* _Description of the task_
Which lines in the listing below contain the string "front"? Copy each of those lines in full, treating uppercase and lowercase as different.

>> BEGIN

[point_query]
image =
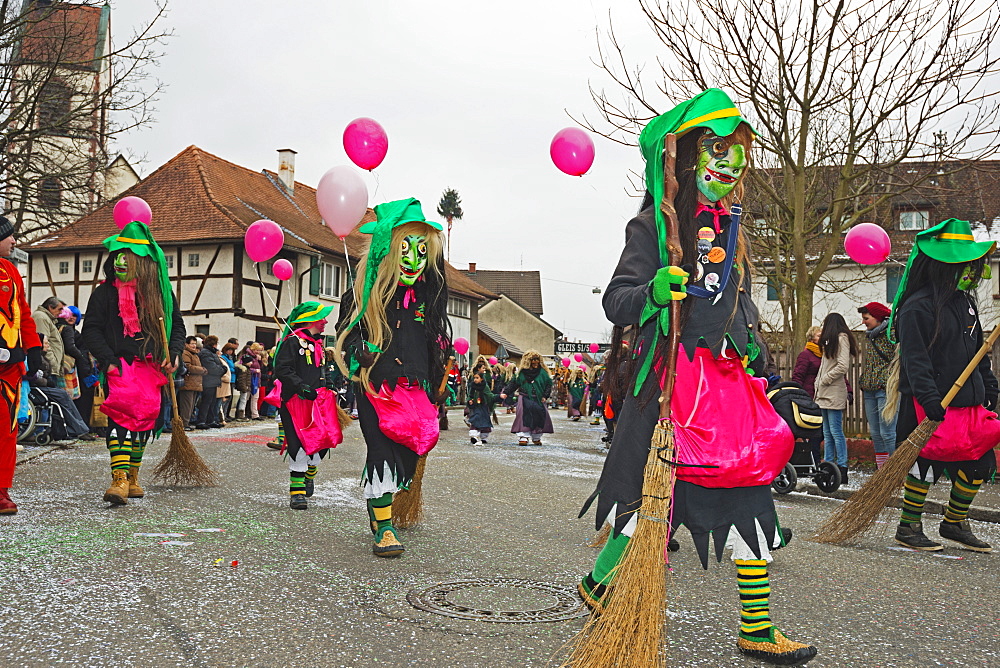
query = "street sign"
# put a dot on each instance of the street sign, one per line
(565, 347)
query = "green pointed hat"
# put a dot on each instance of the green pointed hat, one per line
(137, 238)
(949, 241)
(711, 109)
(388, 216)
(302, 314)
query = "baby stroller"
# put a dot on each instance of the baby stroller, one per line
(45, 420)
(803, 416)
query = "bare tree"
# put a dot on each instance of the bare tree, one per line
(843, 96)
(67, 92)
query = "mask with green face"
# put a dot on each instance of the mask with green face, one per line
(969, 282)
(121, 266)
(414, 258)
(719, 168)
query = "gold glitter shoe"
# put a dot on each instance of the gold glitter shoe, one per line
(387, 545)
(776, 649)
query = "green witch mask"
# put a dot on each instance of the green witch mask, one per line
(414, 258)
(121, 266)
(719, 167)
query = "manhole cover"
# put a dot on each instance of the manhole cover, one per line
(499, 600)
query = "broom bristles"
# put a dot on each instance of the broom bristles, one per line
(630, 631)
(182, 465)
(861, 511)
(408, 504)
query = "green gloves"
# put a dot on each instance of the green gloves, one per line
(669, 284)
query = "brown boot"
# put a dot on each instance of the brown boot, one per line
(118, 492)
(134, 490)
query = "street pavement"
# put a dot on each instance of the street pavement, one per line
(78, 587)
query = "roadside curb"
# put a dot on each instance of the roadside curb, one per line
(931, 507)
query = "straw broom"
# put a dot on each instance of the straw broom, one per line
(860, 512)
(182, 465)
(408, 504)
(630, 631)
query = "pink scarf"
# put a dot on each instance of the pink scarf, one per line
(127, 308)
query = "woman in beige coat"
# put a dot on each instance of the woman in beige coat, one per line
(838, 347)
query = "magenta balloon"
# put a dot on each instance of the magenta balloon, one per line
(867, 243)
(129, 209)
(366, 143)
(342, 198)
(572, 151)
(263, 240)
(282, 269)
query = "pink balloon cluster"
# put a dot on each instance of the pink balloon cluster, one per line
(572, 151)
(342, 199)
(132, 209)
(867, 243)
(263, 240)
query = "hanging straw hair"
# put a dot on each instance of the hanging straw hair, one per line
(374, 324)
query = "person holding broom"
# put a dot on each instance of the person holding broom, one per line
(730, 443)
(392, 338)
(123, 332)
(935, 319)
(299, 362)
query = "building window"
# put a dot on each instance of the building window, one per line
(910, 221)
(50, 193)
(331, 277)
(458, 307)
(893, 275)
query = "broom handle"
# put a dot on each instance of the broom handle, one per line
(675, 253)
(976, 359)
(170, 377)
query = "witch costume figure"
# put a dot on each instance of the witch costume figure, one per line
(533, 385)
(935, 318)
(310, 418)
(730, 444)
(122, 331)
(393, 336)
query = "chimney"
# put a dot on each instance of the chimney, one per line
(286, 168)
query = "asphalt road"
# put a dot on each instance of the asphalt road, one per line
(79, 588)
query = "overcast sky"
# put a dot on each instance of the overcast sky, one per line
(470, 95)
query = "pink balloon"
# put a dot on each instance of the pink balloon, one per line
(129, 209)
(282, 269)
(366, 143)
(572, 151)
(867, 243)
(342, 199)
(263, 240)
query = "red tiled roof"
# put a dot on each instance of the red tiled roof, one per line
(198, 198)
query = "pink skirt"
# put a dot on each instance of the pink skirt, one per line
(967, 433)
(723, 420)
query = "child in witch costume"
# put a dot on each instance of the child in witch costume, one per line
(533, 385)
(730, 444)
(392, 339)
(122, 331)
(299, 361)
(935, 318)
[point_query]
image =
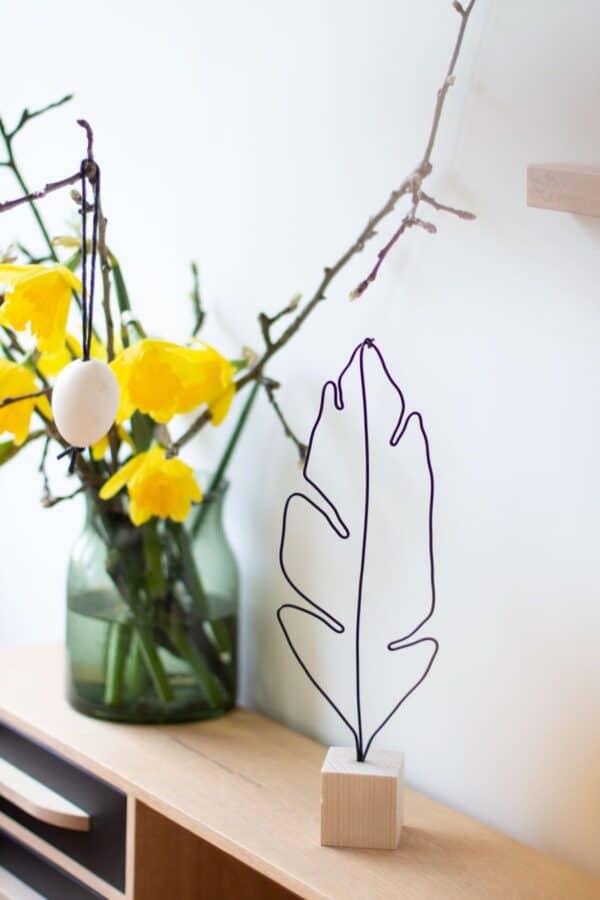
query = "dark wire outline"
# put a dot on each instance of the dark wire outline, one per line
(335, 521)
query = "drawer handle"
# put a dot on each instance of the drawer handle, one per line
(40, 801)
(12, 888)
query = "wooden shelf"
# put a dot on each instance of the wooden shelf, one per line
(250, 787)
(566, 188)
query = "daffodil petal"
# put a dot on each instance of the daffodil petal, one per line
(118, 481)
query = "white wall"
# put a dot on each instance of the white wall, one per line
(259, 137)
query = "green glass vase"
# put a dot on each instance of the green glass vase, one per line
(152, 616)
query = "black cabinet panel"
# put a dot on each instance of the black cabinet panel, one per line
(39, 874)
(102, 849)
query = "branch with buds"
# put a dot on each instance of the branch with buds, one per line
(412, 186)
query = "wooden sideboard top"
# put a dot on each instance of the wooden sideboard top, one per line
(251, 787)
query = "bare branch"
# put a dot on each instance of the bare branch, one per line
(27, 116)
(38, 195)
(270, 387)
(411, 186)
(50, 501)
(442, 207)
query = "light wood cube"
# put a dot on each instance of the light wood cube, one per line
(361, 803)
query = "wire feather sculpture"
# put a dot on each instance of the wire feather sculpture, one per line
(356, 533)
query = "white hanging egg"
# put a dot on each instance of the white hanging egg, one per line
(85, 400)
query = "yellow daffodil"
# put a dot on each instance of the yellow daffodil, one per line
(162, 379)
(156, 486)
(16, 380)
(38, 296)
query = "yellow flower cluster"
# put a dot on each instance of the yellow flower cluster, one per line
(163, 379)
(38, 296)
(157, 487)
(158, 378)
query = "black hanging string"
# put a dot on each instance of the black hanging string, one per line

>> END
>> BEGIN

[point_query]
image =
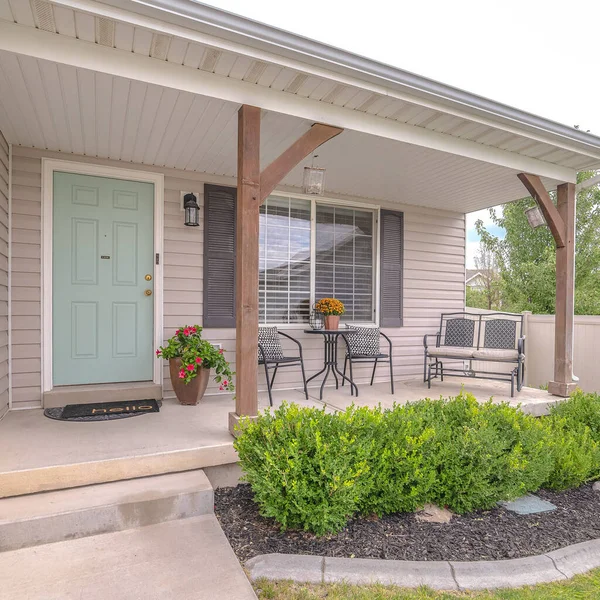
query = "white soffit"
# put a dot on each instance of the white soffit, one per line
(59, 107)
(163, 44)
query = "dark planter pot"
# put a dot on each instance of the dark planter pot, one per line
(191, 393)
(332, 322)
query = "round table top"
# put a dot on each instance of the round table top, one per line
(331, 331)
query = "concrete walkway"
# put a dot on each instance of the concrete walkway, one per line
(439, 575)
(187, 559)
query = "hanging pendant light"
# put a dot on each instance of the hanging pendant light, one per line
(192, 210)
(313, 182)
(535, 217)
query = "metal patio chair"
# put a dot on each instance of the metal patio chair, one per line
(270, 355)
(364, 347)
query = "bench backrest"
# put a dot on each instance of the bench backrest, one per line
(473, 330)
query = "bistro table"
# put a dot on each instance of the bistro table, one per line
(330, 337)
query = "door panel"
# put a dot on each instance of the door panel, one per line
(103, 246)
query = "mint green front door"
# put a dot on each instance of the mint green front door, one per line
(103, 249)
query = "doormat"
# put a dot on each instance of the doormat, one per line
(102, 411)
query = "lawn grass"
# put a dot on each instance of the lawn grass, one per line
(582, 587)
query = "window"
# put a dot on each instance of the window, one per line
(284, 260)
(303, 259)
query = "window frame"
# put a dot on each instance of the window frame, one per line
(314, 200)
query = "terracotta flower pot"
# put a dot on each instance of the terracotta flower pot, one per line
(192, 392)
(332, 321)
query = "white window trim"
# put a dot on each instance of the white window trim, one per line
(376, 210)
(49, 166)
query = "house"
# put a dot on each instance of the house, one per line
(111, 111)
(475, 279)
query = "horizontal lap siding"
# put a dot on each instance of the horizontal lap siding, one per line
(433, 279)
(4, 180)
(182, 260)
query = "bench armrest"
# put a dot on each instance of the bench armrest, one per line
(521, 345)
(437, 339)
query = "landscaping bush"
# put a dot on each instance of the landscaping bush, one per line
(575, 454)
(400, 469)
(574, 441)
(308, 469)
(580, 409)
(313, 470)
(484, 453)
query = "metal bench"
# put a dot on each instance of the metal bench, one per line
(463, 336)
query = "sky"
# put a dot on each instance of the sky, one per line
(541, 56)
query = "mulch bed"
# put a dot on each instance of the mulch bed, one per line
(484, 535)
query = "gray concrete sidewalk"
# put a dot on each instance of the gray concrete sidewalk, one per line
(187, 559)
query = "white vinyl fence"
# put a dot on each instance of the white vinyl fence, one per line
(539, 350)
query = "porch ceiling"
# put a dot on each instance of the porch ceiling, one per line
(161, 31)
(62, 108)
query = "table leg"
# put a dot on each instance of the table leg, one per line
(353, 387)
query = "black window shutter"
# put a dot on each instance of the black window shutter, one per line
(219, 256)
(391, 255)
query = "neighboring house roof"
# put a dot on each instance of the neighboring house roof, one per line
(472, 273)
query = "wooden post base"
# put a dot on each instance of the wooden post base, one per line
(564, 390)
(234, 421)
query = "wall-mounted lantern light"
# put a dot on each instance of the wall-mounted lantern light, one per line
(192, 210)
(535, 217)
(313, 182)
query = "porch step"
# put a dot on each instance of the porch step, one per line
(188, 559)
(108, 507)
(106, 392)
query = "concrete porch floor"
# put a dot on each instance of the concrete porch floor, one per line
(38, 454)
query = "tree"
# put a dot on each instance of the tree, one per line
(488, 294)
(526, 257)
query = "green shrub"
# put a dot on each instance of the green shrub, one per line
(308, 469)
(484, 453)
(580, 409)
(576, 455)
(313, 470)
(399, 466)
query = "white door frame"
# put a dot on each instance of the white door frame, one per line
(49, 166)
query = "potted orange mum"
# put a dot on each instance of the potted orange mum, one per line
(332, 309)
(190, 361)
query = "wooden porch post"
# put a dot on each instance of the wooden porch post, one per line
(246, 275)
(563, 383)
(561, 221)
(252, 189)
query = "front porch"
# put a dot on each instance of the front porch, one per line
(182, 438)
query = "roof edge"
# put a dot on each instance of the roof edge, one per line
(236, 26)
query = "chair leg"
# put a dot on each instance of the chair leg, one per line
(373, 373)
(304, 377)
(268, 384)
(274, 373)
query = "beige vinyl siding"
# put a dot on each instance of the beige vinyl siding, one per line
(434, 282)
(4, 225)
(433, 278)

>> END
>> BEGIN

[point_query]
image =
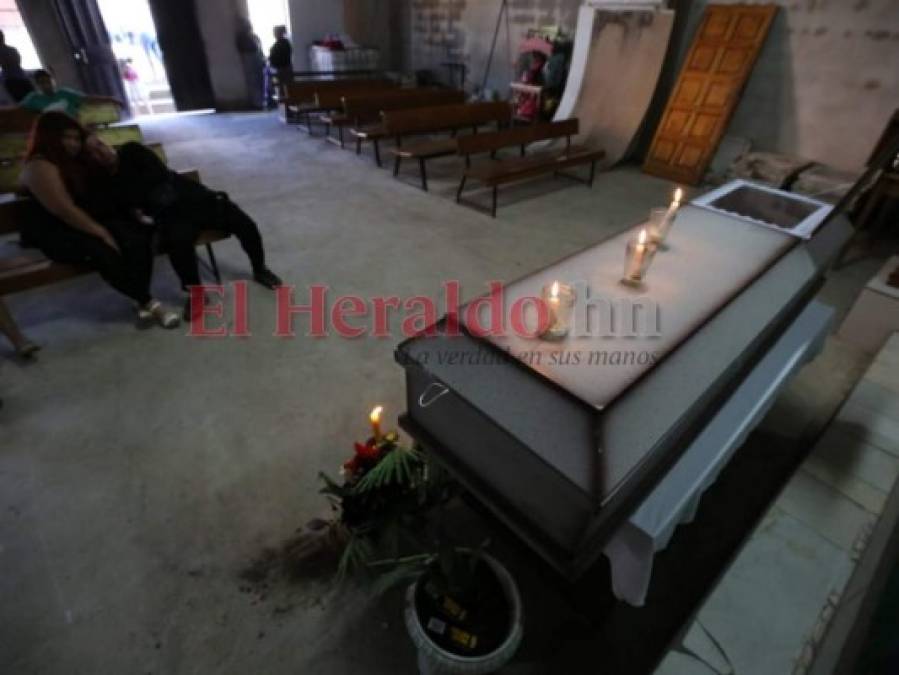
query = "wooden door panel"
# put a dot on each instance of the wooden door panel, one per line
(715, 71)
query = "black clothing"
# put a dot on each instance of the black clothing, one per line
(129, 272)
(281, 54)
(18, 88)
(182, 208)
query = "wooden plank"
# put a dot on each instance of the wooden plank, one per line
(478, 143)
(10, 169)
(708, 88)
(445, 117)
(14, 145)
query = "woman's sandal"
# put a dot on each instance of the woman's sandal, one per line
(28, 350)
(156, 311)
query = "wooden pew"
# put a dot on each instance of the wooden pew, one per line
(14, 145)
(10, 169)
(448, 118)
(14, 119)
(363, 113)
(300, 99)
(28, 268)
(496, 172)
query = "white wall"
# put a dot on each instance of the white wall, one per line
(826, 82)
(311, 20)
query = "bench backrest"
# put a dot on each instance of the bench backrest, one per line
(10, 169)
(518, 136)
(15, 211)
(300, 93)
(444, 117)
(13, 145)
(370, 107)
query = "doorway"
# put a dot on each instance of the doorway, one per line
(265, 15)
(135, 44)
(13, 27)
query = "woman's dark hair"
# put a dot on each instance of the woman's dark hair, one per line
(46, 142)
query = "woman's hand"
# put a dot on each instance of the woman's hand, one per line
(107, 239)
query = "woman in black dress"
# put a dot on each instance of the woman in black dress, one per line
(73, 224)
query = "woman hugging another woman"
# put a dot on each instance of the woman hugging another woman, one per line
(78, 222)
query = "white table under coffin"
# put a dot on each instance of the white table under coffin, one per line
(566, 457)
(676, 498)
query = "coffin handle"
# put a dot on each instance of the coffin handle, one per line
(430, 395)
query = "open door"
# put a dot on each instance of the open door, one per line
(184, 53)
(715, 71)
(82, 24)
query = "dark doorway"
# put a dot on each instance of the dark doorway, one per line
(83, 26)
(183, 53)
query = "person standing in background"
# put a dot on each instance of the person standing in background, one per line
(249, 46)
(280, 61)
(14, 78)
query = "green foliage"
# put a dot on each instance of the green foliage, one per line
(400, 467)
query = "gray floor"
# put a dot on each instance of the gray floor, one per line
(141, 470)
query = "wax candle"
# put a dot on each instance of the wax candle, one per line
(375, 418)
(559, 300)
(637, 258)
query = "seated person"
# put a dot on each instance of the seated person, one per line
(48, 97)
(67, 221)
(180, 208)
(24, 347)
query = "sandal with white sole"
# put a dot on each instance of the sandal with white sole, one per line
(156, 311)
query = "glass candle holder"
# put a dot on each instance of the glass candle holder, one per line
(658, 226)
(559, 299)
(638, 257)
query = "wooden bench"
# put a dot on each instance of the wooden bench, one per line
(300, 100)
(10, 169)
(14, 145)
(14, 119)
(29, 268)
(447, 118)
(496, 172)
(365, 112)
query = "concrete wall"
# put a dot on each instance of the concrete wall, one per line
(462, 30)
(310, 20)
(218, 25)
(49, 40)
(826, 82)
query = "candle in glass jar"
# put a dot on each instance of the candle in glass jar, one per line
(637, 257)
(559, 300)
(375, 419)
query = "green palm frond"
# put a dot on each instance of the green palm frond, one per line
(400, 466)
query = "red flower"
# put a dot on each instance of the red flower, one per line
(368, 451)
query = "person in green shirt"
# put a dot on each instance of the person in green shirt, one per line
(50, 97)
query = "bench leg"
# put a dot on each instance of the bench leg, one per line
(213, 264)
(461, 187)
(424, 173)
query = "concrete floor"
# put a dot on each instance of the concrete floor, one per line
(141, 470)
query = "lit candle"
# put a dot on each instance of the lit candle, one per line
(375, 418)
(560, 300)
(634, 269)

>> END

* _Response below_
query = "mint green front door"
# put a dot on each instance of the mint green front door, one per line
query = "front porch"
# put a dot on each instance of the front porch, one per line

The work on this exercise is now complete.